**Objetivos:**
**a.** Transcribe del texto sobre Marcuse el fragmento que va desde "Lo asombroso de" hasta "y el genocidio.".
**b.** Prosigue el texto sobre Marcuse a partir de su última oración.

Por lo tanto, tras la II Guerra Mundial el nazismo empezó a considerarse como la culminación de la civilización occidental. La carrera armamentista entre Estados Unidos y la Unión Soviética, iniciada poco después de terminar la guerra, no hizo sino reforzar esa impresión. La guerra fría se consideraba una sublimación de la agresividad que nos produce la renuncia psicológica impuesta por la sociedad de masas. Marcuse afirmaba que «los campos de concentración, las exterminaciones masivas, las guerras mundiales y las bombas atómicas no son "un regreso a la barbarie", sino una prueba irrefutable del desarrollo científico y tecnológico moderno».

Lo asombroso de este punto de vista es la continuidad que Marcuse dice ver entre la Alemania fascista y la sociedad estadounidense contemporánea. En su opinión, los campos de concentración y las armas nucleares son sólo dos manifestaciones distintas del mismo fenómeno psicológico subyacente. Los seres humanos son agresivos de nacimiento. Tenemos un deseo de muerte, un deseo de matar. La sociedad nos obliga a reprimir este instinto. Si logramos ejercer un autocontrol eficaz, el instinto se sublima y el superyó logra gobernar al individuo. Según esta teoría, la carrera por conseguir una hegemonía militar sería una forma de satisfacción sustitutoria. Cuando falla, surgen la dictadura, la guerra y el genocidio.

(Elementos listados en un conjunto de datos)
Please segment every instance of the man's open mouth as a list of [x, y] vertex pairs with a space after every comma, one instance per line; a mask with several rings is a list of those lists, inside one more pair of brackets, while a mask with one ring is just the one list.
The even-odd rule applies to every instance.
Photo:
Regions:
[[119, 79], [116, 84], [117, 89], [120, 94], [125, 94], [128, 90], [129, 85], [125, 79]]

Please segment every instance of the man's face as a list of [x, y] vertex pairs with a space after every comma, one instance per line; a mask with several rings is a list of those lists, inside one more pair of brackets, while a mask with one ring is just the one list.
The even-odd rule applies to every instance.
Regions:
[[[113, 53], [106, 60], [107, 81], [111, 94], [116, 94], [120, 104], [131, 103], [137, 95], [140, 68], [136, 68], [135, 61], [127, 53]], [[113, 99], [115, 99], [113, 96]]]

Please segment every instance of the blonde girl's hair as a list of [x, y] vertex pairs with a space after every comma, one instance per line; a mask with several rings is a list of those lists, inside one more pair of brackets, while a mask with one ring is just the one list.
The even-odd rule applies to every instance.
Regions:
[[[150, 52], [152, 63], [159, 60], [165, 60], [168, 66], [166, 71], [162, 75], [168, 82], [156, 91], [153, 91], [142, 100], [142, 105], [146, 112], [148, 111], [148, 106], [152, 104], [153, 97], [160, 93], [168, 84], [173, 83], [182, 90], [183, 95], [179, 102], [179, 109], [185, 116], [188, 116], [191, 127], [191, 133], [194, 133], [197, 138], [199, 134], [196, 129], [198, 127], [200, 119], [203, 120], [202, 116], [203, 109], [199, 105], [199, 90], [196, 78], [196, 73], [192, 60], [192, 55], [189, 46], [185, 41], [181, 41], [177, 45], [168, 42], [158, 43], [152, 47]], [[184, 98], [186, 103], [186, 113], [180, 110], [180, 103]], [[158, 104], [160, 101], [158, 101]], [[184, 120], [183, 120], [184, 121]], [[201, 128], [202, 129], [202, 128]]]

**Respuestas por tarea:**
**a.**
Lo asombroso de este punto de vista es la continuidad que Marcuse dice ver entre la Alemania fascista y la sociedad estadounidense contemporánea. En su opinión, los campos de concentración y las armas nucleares son sólo dos manifestaciones distintas del mismo fenómeno psicológico subyacente. Los seres humanos son agresivos de nacimiento. Tenemos un deseo de muerte, un deseo de matar. La sociedad nos obliga a reprimir este instinto. Si logramos ejercer un autocontrol eficaz, el instinto se sublima y el superyó logra gobernar al individuo. Según esta teoría, la carrera por conseguir una hegemonía militar sería una forma de satisfacción sustitutoria. Cuando falla, surgen la dictadura, la guerra y el genocidio.

**b.**
Por eso, cuando el movimiento hippie llamó al gobierno estadounidense «cochino Estado fascista», hablaba en el sentido más literal de la palabra. Aunque comparar un Estado totalitario con una democracia capitalista pueda parecer algo disparatado, desde una perspectiva freudiana pueden hallarse ciertos puntos comunes. Todas las instituciones de los «países libres» serían tan sólo formas de satisfacción sustitutoria. Y la riqueza material generada por la economía capitalista constituye el mayor sustituto de todos. Nuestra sociedad es próspera gracias a la fabricación en serie, que exige a los trabajadores someterse a la tiranía de la cadena de montaje. La producción mecánica requiere una mecanización del cuerpo humano, que a su vez implica una considerable represión del deseo sexual. En otras palabras, el capitalismo exige la «antierotización» del trabajo y reclama un ejército de obreros alienados de su naturaleza sexual básica. Como escribió Antonio Gramsci, «el nuevo tipo de individuo consustancial a la racionalización productiva y laboral no puede desarrollarse hasta que el instinto sexual se haya regulado y racionalizado adecuadamente». La mejor manera de regular el impulso sexual es mediante la «sublimación represiva», es decir, transformándolo en un voraz apetito de placeres sucedáneos como los productos de consumo.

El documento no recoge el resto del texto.